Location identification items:

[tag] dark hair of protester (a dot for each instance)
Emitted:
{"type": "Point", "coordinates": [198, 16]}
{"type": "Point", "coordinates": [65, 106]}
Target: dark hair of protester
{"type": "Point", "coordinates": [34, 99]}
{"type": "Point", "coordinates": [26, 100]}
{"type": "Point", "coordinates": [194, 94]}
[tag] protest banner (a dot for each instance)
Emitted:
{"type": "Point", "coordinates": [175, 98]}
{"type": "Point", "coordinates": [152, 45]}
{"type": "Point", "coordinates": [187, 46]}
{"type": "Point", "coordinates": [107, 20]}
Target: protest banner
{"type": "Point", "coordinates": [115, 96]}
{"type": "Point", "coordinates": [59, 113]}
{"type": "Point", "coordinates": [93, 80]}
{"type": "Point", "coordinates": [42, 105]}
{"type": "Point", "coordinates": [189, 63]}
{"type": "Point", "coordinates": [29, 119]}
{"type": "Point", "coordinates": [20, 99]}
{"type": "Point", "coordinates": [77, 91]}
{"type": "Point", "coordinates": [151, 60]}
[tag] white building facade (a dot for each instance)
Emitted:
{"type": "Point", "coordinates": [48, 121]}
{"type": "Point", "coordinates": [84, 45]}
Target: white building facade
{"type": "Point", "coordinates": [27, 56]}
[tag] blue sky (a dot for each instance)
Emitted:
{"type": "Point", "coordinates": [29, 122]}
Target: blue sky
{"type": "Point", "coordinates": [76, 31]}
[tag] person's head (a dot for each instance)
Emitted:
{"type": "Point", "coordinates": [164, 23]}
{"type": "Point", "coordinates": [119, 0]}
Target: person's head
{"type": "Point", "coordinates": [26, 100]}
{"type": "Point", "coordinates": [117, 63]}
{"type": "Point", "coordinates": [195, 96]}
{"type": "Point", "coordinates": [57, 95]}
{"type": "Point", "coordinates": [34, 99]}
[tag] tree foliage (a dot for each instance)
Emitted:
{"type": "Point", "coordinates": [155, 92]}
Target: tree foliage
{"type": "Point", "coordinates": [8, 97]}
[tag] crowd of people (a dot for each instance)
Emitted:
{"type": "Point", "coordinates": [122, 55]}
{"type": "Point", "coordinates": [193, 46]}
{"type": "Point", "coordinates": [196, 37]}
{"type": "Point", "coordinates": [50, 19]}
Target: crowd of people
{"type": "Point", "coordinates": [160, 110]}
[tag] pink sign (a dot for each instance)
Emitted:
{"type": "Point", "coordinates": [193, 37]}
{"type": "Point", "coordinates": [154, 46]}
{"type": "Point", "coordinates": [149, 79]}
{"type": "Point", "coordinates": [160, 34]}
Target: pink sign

Task directions: Take the listing above and write it out again exactly.

The result:
[tag] dark hair of protester (a dot for each instance)
Emitted:
{"type": "Point", "coordinates": [198, 16]}
{"type": "Point", "coordinates": [65, 106]}
Target: dark hair of protester
{"type": "Point", "coordinates": [34, 99]}
{"type": "Point", "coordinates": [26, 100]}
{"type": "Point", "coordinates": [194, 94]}
[tag] protest banner (a dot for each instance)
Emitted:
{"type": "Point", "coordinates": [175, 98]}
{"type": "Point", "coordinates": [152, 45]}
{"type": "Point", "coordinates": [187, 46]}
{"type": "Point", "coordinates": [107, 20]}
Target: protest banner
{"type": "Point", "coordinates": [115, 96]}
{"type": "Point", "coordinates": [59, 113]}
{"type": "Point", "coordinates": [93, 80]}
{"type": "Point", "coordinates": [42, 105]}
{"type": "Point", "coordinates": [189, 63]}
{"type": "Point", "coordinates": [29, 119]}
{"type": "Point", "coordinates": [20, 99]}
{"type": "Point", "coordinates": [77, 91]}
{"type": "Point", "coordinates": [151, 60]}
[tag] white building facade (a dot for each instance)
Emitted:
{"type": "Point", "coordinates": [48, 121]}
{"type": "Point", "coordinates": [84, 45]}
Target: white building facade
{"type": "Point", "coordinates": [27, 56]}
[tag] blue sky (a dot for each instance)
Emitted:
{"type": "Point", "coordinates": [29, 122]}
Target: blue sky
{"type": "Point", "coordinates": [76, 31]}
[tag] person's head (a dot for each instance)
Emitted:
{"type": "Point", "coordinates": [164, 23]}
{"type": "Point", "coordinates": [119, 0]}
Target: person's head
{"type": "Point", "coordinates": [26, 100]}
{"type": "Point", "coordinates": [117, 63]}
{"type": "Point", "coordinates": [195, 96]}
{"type": "Point", "coordinates": [57, 95]}
{"type": "Point", "coordinates": [34, 99]}
[tag] tree foliage (a dot for each instance)
Emitted:
{"type": "Point", "coordinates": [155, 92]}
Target: tree foliage
{"type": "Point", "coordinates": [8, 97]}
[tag] crowd of people (a dot for each instance)
Emitted:
{"type": "Point", "coordinates": [122, 55]}
{"type": "Point", "coordinates": [193, 46]}
{"type": "Point", "coordinates": [196, 37]}
{"type": "Point", "coordinates": [50, 19]}
Target: crowd of people
{"type": "Point", "coordinates": [160, 110]}
[tag] pink sign (a dot for each instance)
Emitted:
{"type": "Point", "coordinates": [193, 37]}
{"type": "Point", "coordinates": [154, 46]}
{"type": "Point", "coordinates": [149, 79]}
{"type": "Point", "coordinates": [160, 34]}
Target: pink sign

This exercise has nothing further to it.